» **Your objective**: Reproduce all of the data exactly.

» **Data for the task**:
═══
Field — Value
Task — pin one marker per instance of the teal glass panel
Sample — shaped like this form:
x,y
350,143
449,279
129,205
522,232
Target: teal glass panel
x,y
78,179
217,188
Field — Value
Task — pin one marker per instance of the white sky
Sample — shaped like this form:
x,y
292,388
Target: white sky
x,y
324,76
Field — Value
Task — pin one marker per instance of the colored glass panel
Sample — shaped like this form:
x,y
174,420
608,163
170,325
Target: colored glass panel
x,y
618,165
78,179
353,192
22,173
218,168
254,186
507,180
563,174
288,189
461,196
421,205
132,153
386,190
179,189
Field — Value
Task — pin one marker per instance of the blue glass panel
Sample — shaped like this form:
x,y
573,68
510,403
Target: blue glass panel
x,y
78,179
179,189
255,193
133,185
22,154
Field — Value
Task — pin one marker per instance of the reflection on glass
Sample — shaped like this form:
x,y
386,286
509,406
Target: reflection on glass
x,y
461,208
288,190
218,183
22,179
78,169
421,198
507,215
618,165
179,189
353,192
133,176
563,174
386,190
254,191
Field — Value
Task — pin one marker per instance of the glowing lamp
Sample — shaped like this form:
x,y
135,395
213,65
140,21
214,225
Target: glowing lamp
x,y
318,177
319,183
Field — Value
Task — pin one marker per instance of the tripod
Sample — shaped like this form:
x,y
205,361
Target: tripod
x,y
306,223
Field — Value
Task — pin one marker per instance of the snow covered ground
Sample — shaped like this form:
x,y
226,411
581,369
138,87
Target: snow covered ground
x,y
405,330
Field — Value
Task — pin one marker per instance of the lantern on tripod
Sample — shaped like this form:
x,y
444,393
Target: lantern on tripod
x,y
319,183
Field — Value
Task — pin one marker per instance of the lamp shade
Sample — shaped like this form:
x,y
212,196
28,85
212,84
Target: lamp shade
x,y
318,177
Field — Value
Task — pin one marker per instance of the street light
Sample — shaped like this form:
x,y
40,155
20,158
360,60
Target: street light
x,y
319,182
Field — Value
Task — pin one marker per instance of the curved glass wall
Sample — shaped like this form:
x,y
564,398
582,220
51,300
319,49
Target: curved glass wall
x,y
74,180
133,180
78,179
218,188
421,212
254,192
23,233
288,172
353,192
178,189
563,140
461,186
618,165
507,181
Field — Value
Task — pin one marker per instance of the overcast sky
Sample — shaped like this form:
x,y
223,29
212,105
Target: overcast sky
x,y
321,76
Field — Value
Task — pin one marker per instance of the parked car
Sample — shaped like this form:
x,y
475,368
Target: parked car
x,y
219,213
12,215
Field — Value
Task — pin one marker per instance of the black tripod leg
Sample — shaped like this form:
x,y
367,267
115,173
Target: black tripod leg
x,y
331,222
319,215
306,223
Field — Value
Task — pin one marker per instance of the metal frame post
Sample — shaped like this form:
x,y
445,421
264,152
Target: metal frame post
═══
» **Reply to the task**:
Field — Value
Task — pin one marker per instance of the teal glass panel
Sample — shaped like this form:
x,y
350,143
449,279
129,205
522,232
Target: teal glass panel
x,y
78,179
217,188
Field — Value
Task — pin one marker per instance of the white sky
Sample — shaped like this form:
x,y
292,388
Target: white sky
x,y
324,76
Field — Value
Task — pin one marker per instance of the colored glass panel
Sample — shaped like this form:
x,y
174,420
608,163
170,325
Target: colored glass panel
x,y
618,165
78,179
353,192
22,173
218,168
254,186
507,180
563,174
288,189
461,196
421,205
132,153
386,190
179,189
Field — Value
Task — pin one marker per instance of the blue glass panel
Sample — shaped like this form:
x,y
573,68
510,403
Target: blue glass panel
x,y
78,179
179,189
255,193
133,185
22,154
Field — Value
Task — pin one marker per instance of the reflection on glass
Sample — shaped like this form:
x,y
386,286
509,406
Target: reflection on glass
x,y
461,208
288,190
218,183
22,179
78,169
421,198
507,215
618,165
179,189
353,192
133,176
563,174
386,190
254,191
Field — Value
Task — pin one marker per instance of the glowing lamp
Sample — shaped like this form:
x,y
135,395
213,65
140,21
214,225
Target: glowing lamp
x,y
318,177
319,183
Field — Value
Task — pin one marker per instance of the tripod
Sample — shaped like this form:
x,y
205,361
Target: tripod
x,y
306,223
Field — Value
Task — pin one marker per instance of the snow covered ground
Sample — shaped like this form:
x,y
226,411
581,369
138,87
Target: snow covered ground
x,y
405,330
Field — Value
Task — pin one marker per instance of the lantern on tripod
Sample — shaped like this form:
x,y
444,393
Target: lantern on tripod
x,y
319,183
Field — Value
Task — pin one marker per instance of the lamp shade
Sample — shaped like this form:
x,y
212,196
28,85
212,84
Target: lamp shade
x,y
318,177
Field — Value
Task — pin one marker per instance of the street light
Sample — shaped like this form:
x,y
40,155
20,158
360,60
Target: street light
x,y
319,182
Field — Value
Task — pin one marker per instance of the curved glass wall
Sample — shaped like this form:
x,y
564,398
582,220
51,300
319,49
Target: curved glass wall
x,y
74,180
133,180
78,179
218,188
421,212
254,192
23,233
288,172
353,192
178,189
563,140
461,186
618,165
507,181
Field — Value
Task — pin one marker per instance of the overcast sky
Sample — shaped like this form:
x,y
223,29
212,105
Target: overcast sky
x,y
321,76
Field — Value
Task — pin one marker per instance of the parked car
Sample — shaped like this form:
x,y
475,368
Target: parked car
x,y
219,213
12,215
Field — Value
Task — pin one marker per instance of the black tripod leg
Sample — shaped like this form:
x,y
367,267
115,173
Target: black tripod leg
x,y
331,222
319,215
306,223
Field — Value
Task — pin one marker per instance of the metal frame post
Sample — shaped like this form:
x,y
445,421
264,152
Target: metal frame post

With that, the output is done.